In the mailing-list message below about CSS declaration syntax, what two things can an at-rule end with, by definition?

**SOURCE DOCUMENT**:
---

Re: [css-counter-styles][css-fonts] Editorial: syntax of declarations

Le 22/04/2013 07:07, John Daggett a écrit :
> This might be unrelated, but I noticed that there's an interesting
> pattern involving the handling of the semi-colon*between*  @-rules in
> most CSS parsers:
>
>    @bongo  /* no {} block */
>
>    @font-face {
>      font-family: test1;
>      src: url(...);
>    }
>
>    @bongo ; /* no {} block but semi-colon */
>
>    @font-face {
>      font-family: test2;
>      src: url(...);
>    }
>
> For the two cases above, all browsers that I tested didn't parse the
> test1 font rule but*did*  parse the test2 rule.  This behavior is
> consistent but I don't see how this follows from the 2.1 grammar
> definition.

In this case, browsers have the expected behavior both per 2.1 and 
Syntax 3. This is the "malformed statement" error handling rule:

> User agents must handle unexpected tokens encountered while parsing a
> statement by reading until the end of the statement, while observing
> the rules for matching pairs of (), [], {}, "", and '', and correctly
> handling escapes.

By definition, an at-rule ends with either a semicolon or a {} block:

> at-rule     : ATKEYWORD S* any* [ block | ';' S* ];

(Syntax 3 clarifies that EOF or the end of a parent block also ends an 
at-rule like a semicolon.)

---

**COLLECTED DATA**:

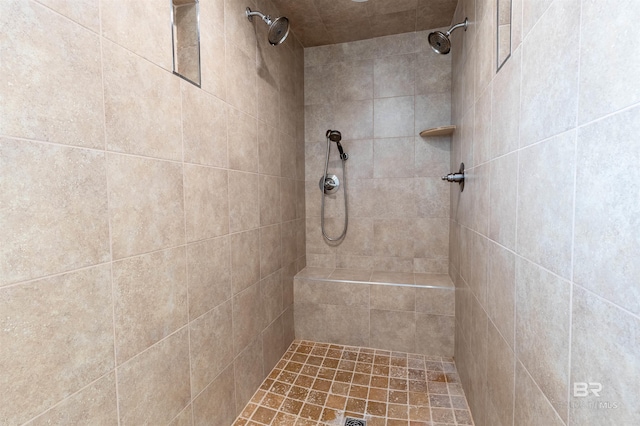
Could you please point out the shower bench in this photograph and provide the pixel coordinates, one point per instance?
(386, 310)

---

**WRITTEN ANSWER**: A semicolon or a {} block.